- **Problem statement**:
Please gather every line of the items below that contains the word "license" and copy each of those lines in full.

- **Data for the task**:
◆ ◆ ◆ ◆

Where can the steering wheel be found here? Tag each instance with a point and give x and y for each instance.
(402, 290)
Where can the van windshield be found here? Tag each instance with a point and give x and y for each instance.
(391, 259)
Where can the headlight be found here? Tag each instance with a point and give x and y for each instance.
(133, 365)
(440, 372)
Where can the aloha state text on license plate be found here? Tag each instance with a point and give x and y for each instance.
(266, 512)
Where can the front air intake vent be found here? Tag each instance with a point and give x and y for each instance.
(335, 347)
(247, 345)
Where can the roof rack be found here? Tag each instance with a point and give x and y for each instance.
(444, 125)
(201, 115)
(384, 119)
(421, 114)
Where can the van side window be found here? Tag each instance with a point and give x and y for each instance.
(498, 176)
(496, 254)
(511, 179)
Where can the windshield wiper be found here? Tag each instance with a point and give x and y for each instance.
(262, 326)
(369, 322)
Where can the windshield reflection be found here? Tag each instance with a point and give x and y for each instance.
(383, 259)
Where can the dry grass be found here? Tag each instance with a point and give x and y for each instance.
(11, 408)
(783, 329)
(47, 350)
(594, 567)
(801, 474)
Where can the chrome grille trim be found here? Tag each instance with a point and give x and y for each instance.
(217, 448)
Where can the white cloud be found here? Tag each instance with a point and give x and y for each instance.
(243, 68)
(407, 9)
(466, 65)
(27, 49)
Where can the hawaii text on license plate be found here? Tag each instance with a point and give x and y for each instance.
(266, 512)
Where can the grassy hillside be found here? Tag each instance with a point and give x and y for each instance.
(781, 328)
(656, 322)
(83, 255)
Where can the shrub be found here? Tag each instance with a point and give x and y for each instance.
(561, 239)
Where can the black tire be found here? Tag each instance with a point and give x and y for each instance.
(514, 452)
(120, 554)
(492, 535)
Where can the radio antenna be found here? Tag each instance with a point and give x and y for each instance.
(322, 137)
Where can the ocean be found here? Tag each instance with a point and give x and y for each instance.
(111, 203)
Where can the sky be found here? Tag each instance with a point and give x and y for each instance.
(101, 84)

◆ ◆ ◆ ◆

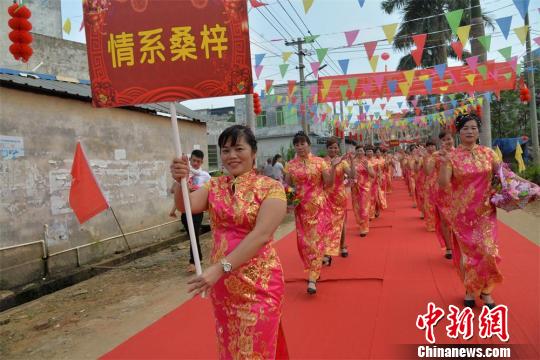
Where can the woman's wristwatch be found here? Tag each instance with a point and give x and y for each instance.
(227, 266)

◆ ◆ ◆ ◆

- **Output for this task**:
Where can the aloha state text on license plate be found here? Tag each instance with a point and give x and y for each instance.
Where can the hawaii text on license plate be found here? Tag each instance with a point and give x and y for each instance.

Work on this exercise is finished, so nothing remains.